__Selection__.
The temperature gradient extends between the base 192 and top portion 190 including lid 130. In various examples, base 192 can be maintained at or below a first threshold temperature, while top portion 190 can be maintained at or above a second threshold temperature that is greater than the first threshold temperature. In various examples, the difference in temperature between the base 192 and portion 190 can be at least about 1° C., about 5° C., about 10° C., about 20° C., about 40° C., about 80° C., or about 160° C., or any value therebetween, or fall within any range having endpoints therein.

In various examples, during a material processing operation, heating device 176 can be configured to heat chemical 114 to a temperature sufficient to change the phase of chemical 114, such as to vaporize and/or sublime chemical 114. Once vaporized or sublimed, chemical 114 can be transported via chemical delivery line 128 to reaction chambers 122 and/or 124 for substrate processing. Prior to vaporization and/or sublimation, chemical 114 may be stored as a solid in delivery vessel 102. Alternatively, chemical 114 may be stored in liquid phase during or after refilling. Heating device 176 may be configured to heat delivery vessel 102 to a temperature sufficient to liquify chemical 114.

During material processing, delivery vessel 102 can be configured to operate at a selected temperature based on a desired subliming rate of chemical 114 precursor/reactants. In some examples, the operating temperature is in the range of about 10° C. to about 500° C.

__Data entries__.

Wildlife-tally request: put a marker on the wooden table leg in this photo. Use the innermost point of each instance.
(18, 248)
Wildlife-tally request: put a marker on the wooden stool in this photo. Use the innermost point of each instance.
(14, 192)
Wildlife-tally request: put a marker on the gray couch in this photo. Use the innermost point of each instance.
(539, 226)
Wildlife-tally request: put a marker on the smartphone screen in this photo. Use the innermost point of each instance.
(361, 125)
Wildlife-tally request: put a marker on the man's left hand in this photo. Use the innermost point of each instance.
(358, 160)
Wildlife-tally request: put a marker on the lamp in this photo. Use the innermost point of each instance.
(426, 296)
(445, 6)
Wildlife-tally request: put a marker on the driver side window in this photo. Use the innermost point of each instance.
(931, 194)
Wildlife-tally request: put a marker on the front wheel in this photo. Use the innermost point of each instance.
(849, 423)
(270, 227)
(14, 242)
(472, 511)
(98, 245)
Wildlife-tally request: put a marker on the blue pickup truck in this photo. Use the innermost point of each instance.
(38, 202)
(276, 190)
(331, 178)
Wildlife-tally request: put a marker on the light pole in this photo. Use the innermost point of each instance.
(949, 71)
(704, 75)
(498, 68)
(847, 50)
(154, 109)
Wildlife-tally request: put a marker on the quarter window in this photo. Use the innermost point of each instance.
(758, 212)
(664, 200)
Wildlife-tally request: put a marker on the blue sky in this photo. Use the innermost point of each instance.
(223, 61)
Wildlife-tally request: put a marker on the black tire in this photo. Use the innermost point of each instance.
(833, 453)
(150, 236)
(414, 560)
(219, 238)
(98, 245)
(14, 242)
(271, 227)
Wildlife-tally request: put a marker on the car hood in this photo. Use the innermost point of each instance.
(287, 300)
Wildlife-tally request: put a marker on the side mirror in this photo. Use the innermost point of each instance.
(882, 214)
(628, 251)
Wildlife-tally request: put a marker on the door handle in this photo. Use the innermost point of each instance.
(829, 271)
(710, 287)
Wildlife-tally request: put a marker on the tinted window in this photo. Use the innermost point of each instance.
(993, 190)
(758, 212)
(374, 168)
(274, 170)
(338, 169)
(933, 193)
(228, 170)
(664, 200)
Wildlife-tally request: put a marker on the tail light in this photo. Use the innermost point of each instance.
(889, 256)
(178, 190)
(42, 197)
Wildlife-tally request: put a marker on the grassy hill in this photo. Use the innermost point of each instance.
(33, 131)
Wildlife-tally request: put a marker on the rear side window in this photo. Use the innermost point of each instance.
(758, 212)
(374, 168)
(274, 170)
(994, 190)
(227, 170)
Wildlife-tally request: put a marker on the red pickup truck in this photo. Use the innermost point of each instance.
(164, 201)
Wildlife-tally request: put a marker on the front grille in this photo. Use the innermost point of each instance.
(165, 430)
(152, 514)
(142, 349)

__The tasks__.
[A] Answer these from the passage on the chemical delivery vessel:
(i) Between which two parts does the temperature gradient extend?
(ii) What carries chemical 114 to the reaction chambers once it has vaporized or sublimed?
(iii) What range is given for the operating temperature of delivery vessel 102?
[B] Copy the part of the passage on the chemical delivery vessel starting at "The temperature gradient" and ending at "having endpoints therein.".
[C] Carry on the passage on the chemical delivery vessel from where it stops.

__Expected responses__.
[A]
(i) Between base 192 and top portion 190, including lid 130.
(ii) Chemical delivery line 128.
(iii) About 10° C. to about 500° C.

[B]
The temperature gradient extends between the base 192 and top portion 190 including lid 130. In various examples, base 192 can be maintained at or below a first threshold temperature, while top portion 190 can be maintained at or above a second threshold temperature that is greater than the first threshold temperature. In various examples, the difference in temperature between the base 192 and portion 190 can be at least about 1° C., about 5° C., about 10° C., about 20° C., about 40° C., about 80° C., or about 160° C., or any value therebetween, or fall within any range having endpoints therein.

[C]
Delivery vessel 102 can be refilled from remote refill vessel 104. As depicted in FIG. 1, reactor system 100 comprises controller 156, which includes a processor 164, a user interface 166, and/or a memory 168. Processor 164 can be operably connected to user interface 166 (e.g., to receive user input and/or provide user output therethrough) and can be disposed in communication with memory 168. Memory 168 includes a tangible, non-transitory, machine-readable medium having a plurality of program modules/instructions 172 stored thereon that, in response to reading and/or execution by processor 164, cause processor 164 to execute certain operations. Among the operations are operations of a material layer deposition method, methods for refilling a delivery vessel 102, and/or methods for determining precursor transfer, as discussed herein. As will be appreciated by those of skill in the art in view of the present disclosure, the controller 156 may have a different arrangement in other examples and remain within the scope of the present disclosure.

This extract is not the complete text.